**Exercise directions:**
Can you retype every item in the data listing below, line for line and character for character?

── Data lines

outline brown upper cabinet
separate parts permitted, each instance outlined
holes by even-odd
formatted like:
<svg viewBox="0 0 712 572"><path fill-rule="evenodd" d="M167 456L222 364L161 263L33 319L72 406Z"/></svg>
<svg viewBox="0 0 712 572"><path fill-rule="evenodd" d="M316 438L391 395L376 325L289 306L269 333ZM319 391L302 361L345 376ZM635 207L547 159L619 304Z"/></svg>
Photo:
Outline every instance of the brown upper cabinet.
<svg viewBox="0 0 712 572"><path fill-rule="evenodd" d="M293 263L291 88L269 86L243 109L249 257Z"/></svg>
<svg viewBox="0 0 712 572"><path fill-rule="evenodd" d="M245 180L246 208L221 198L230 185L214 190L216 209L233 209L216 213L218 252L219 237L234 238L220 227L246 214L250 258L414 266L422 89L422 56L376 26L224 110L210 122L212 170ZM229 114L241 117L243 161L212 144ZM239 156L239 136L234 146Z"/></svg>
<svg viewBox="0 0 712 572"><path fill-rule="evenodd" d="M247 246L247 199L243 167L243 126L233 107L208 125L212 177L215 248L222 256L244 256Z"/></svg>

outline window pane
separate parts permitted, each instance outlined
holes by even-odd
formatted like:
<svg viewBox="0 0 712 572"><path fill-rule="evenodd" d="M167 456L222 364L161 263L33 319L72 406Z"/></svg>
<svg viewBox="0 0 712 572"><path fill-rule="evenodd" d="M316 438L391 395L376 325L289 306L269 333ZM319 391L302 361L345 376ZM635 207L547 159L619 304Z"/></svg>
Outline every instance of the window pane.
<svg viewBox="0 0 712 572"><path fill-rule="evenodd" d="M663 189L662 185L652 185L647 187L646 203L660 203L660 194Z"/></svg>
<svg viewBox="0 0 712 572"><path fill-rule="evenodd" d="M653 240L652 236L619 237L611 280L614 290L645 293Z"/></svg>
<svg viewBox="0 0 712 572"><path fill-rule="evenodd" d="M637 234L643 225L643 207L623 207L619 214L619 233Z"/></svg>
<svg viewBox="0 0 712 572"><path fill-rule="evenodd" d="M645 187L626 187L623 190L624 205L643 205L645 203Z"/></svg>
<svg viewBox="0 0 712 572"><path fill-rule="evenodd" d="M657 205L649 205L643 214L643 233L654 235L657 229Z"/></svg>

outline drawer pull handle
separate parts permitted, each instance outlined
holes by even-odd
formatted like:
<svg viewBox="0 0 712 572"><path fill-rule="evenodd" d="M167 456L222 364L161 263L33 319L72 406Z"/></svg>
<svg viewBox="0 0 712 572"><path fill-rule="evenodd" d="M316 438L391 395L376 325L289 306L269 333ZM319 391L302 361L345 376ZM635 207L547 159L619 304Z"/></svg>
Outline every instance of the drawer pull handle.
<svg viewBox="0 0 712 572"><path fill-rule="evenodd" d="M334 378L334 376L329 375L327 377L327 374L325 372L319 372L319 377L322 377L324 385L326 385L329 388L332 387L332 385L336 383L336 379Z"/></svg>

────

**Result below:**
outline brown upper cabinet
separate parts permitted, each instance outlined
holes by even-odd
formatted like:
<svg viewBox="0 0 712 572"><path fill-rule="evenodd" d="M167 456L222 364L161 263L33 319L72 406Z"/></svg>
<svg viewBox="0 0 712 572"><path fill-rule="evenodd" d="M316 438L391 395L376 325L289 306L269 333ZM319 391L302 361L345 376ZM635 207L547 159L619 304Z"/></svg>
Photo:
Outline every instance of the brown upper cabinet.
<svg viewBox="0 0 712 572"><path fill-rule="evenodd" d="M293 263L291 88L269 86L243 109L249 257Z"/></svg>
<svg viewBox="0 0 712 572"><path fill-rule="evenodd" d="M245 180L246 208L221 198L230 185L214 190L216 209L233 209L216 213L218 252L219 237L234 238L220 227L246 214L250 258L414 266L422 89L422 56L376 26L224 110L210 122L212 170ZM229 114L241 117L243 161L212 144ZM239 156L239 136L234 146Z"/></svg>
<svg viewBox="0 0 712 572"><path fill-rule="evenodd" d="M247 246L247 199L243 167L243 126L233 107L208 125L212 177L215 248L222 256L244 256Z"/></svg>

outline window pane
separate parts permitted, each instance outlined
holes by even-odd
formatted like:
<svg viewBox="0 0 712 572"><path fill-rule="evenodd" d="M167 456L222 364L161 263L33 319L72 406Z"/></svg>
<svg viewBox="0 0 712 572"><path fill-rule="evenodd" d="M316 438L391 395L376 325L289 306L269 333ZM319 391L302 361L345 376ZM635 207L547 159L619 304Z"/></svg>
Outline every instance of the window pane.
<svg viewBox="0 0 712 572"><path fill-rule="evenodd" d="M663 189L662 185L652 185L647 187L646 203L660 203L660 194Z"/></svg>
<svg viewBox="0 0 712 572"><path fill-rule="evenodd" d="M653 240L652 236L619 237L611 280L614 290L645 293Z"/></svg>
<svg viewBox="0 0 712 572"><path fill-rule="evenodd" d="M637 234L643 225L643 207L623 207L619 214L619 233Z"/></svg>
<svg viewBox="0 0 712 572"><path fill-rule="evenodd" d="M645 187L626 187L623 190L624 205L643 205L645 203Z"/></svg>
<svg viewBox="0 0 712 572"><path fill-rule="evenodd" d="M657 205L649 205L643 214L643 233L654 235L657 229Z"/></svg>

outline drawer pull handle
separate parts permitted, each instance outlined
holes by even-odd
formatted like:
<svg viewBox="0 0 712 572"><path fill-rule="evenodd" d="M167 456L222 364L161 263L33 319L72 406Z"/></svg>
<svg viewBox="0 0 712 572"><path fill-rule="evenodd" d="M316 438L391 395L376 325L289 306L269 333ZM319 391L302 361L345 376ZM635 207L547 159L619 304Z"/></svg>
Outline every instance of the drawer pull handle.
<svg viewBox="0 0 712 572"><path fill-rule="evenodd" d="M334 378L334 376L329 375L327 377L327 374L325 372L319 372L319 377L322 377L324 385L326 385L329 388L332 387L332 385L336 383L336 379Z"/></svg>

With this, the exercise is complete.